Data records:
--------

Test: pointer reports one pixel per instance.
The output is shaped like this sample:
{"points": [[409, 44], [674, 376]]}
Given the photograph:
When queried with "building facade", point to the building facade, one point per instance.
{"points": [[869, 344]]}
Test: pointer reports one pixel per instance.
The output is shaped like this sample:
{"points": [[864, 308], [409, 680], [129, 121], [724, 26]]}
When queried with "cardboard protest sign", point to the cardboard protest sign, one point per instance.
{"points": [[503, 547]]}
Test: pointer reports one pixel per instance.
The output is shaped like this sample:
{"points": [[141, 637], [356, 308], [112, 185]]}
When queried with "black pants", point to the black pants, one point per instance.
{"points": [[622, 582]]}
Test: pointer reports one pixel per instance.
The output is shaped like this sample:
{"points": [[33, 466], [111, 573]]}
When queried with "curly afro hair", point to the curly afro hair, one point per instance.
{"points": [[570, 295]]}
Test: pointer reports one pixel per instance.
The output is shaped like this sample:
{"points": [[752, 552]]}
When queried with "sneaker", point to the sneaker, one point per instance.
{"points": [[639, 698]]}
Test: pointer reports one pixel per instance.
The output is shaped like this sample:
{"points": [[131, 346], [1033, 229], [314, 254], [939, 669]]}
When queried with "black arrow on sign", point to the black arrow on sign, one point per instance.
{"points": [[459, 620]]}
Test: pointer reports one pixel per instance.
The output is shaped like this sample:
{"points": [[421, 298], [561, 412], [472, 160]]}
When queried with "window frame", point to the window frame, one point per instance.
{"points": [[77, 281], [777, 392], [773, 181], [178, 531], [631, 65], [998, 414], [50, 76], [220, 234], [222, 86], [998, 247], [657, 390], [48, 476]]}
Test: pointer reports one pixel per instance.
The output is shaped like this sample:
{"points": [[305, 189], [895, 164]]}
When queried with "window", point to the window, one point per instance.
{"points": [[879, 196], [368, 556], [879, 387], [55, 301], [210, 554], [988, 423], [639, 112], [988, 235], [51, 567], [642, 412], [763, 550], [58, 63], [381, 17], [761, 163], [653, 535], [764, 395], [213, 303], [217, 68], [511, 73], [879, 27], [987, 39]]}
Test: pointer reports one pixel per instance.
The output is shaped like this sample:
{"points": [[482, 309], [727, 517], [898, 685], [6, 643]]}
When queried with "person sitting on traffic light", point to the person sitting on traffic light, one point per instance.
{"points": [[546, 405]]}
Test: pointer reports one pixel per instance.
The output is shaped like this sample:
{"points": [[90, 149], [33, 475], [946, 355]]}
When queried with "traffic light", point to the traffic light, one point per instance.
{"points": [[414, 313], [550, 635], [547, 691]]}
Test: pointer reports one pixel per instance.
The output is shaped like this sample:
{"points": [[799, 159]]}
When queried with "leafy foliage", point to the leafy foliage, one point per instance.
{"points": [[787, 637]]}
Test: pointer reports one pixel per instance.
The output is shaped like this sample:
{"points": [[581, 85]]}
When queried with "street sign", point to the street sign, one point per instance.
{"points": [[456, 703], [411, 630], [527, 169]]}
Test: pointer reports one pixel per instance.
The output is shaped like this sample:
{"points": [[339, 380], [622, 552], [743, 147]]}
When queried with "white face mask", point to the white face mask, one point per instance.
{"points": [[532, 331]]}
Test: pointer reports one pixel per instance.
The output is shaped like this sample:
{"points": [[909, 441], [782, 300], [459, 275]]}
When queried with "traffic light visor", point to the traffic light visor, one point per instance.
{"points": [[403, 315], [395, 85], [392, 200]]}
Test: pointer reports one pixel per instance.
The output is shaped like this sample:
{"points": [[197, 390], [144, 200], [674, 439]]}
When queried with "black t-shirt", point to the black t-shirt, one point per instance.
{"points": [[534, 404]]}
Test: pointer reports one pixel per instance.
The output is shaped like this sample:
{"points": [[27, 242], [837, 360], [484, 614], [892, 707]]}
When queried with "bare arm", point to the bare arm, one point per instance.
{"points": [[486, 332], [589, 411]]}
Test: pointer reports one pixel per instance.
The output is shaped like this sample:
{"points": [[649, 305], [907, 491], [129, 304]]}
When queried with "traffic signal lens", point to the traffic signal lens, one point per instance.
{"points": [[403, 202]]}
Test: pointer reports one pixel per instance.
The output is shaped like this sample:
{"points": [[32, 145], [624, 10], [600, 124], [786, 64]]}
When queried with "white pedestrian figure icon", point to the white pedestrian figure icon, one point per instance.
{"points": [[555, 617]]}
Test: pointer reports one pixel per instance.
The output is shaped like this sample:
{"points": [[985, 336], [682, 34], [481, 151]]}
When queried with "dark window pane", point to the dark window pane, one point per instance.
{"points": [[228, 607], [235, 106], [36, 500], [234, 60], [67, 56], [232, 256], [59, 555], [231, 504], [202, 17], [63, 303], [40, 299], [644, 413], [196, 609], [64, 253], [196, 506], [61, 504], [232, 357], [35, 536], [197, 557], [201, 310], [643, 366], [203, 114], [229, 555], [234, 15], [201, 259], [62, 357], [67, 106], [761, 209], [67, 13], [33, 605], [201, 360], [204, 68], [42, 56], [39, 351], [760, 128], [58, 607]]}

--------

PROBLEM TO WORK ON -> Nothing may be left out: return each entry exactly as it reads.

ANSWER TO THIS EXERCISE ->
Test: pointer reports one pixel per instance.
The output is shaped like this sample:
{"points": [[409, 44], [674, 376]]}
Given the photograph:
When queried with "building facade", point to the building facade, one point per instance.
{"points": [[869, 344]]}
Test: pointer reports one pixel per instance.
The output is shaped like this sample:
{"points": [[864, 308], [409, 680], [129, 121], [724, 26]]}
When queried with "cardboard protest sign", point to the cardboard protest sign, one point per instance.
{"points": [[503, 547]]}
Test: pointer reports one pixel per instance.
The output is shaped like this sample:
{"points": [[141, 637], [356, 308], [112, 185]]}
When queried with "black pants", point to the black pants, one point per instance.
{"points": [[622, 582]]}
Test: pointer reports one pixel per instance.
The output is shaped like this sample:
{"points": [[33, 466], [111, 573]]}
When queried with "curly afro hair", point to the curly afro hair, one point per instance.
{"points": [[570, 295]]}
Test: pointer reports one pixel per instance.
The output is shaped like this sample:
{"points": [[752, 552]]}
When queried with "sneaker", point to the sneaker, one point per instance.
{"points": [[639, 698]]}
Test: pointer reports one pixel per instance.
The output is shaped like this sample:
{"points": [[131, 346], [1033, 229], [314, 254], [939, 669]]}
When queried with "black arrow on sign", point to the black arrow on sign, one point per instance.
{"points": [[459, 620]]}
Test: pointer reports one pixel per instance.
The output is shaped like this sample:
{"points": [[421, 298], [561, 412], [472, 160]]}
When queried with "window frame", point to the window frame, one point per instance.
{"points": [[77, 281], [777, 392], [773, 181], [178, 531], [631, 65], [998, 414], [50, 76], [220, 234], [222, 86], [998, 247], [657, 390], [48, 476]]}
Test: pointer reports one pixel per instance.
The output is shaped like this sample:
{"points": [[305, 189], [895, 164]]}
When queried with "window", point to the window, one point per instance.
{"points": [[879, 196], [368, 556], [879, 387], [55, 301], [210, 554], [988, 423], [639, 112], [988, 235], [51, 567], [642, 412], [763, 550], [58, 63], [381, 17], [761, 163], [653, 535], [764, 395], [213, 303], [217, 68], [511, 73], [879, 27], [987, 39]]}
Test: pointer reports one pixel per instance.
The output is shaped like this sample:
{"points": [[482, 309], [727, 517], [898, 685], [6, 643]]}
When queried with "person sitting on traffic light", point to the person sitting on traffic light, one point per instance.
{"points": [[546, 405]]}
Test: pointer reports one pixel per instance.
The output is shaped like this sample:
{"points": [[90, 149], [33, 475], [946, 355]]}
When queried with "traffic light", point to the traffic light, one point per instance.
{"points": [[414, 313], [550, 635], [547, 691]]}
Test: pointer reports one pixel per instance.
The output is shaped like this sample:
{"points": [[799, 159]]}
When queried with "leafy foliage", point to the leafy foliage, one point per instance.
{"points": [[787, 637]]}
Test: pointer reports one pixel per instance.
The output is shaped like this sample:
{"points": [[581, 85]]}
When queried with "street sign", point to the street sign, one point per instance.
{"points": [[456, 703], [411, 630], [527, 169]]}
Test: pointer reports one pixel per instance.
The output is shaped like this sample:
{"points": [[339, 380], [622, 552], [743, 147]]}
When queried with "white face mask", point to the white face mask, one point per instance.
{"points": [[532, 331]]}
Test: pointer reports one pixel per instance.
The output is shaped like this sample:
{"points": [[909, 441], [782, 300], [459, 275]]}
When queried with "traffic light visor", point to the traffic light visor, one point per instance.
{"points": [[403, 315], [395, 85], [392, 200]]}
Test: pointer reports one pixel per instance.
The output is shaped like this sample:
{"points": [[197, 390], [144, 200], [674, 439]]}
When queried with "black t-shirt", point to the black t-shirt, one point per instance.
{"points": [[534, 404]]}
Test: pointer reports one pixel per instance.
The output is shaped like this sample:
{"points": [[27, 242], [837, 360], [484, 614], [892, 707]]}
When queried with "bare arm", point to the bare arm, one point per instance.
{"points": [[486, 332], [589, 411]]}
Test: pointer reports one pixel per instance.
The output is shaped like this sample:
{"points": [[649, 305], [907, 491], [129, 304]]}
When queried with "traffic signal lens", point to the traffic signal lens, one point per instance.
{"points": [[403, 202]]}
Test: pointer reports one pixel per instance.
The output is shaped like this sample:
{"points": [[32, 145], [624, 10], [600, 124], [786, 64]]}
When queried with "white pedestrian figure icon", point to the white pedestrian figure icon, one point per instance.
{"points": [[555, 617]]}
Test: pointer reports one pixel per instance.
The output is shaped like this sample:
{"points": [[985, 336], [682, 34], [481, 151]]}
When queried with "dark window pane", point to the dark window pane, one point per instance.
{"points": [[228, 607], [235, 106], [36, 500], [234, 60], [67, 56], [232, 256], [59, 555], [231, 504], [202, 17], [63, 303], [40, 299], [644, 413], [196, 609], [64, 253], [196, 506], [61, 504], [232, 357], [35, 536], [197, 557], [201, 310], [643, 366], [203, 114], [229, 555], [234, 15], [201, 259], [62, 357], [67, 106], [761, 209], [67, 13], [33, 605], [201, 360], [204, 68], [42, 56], [39, 351], [760, 128], [58, 607]]}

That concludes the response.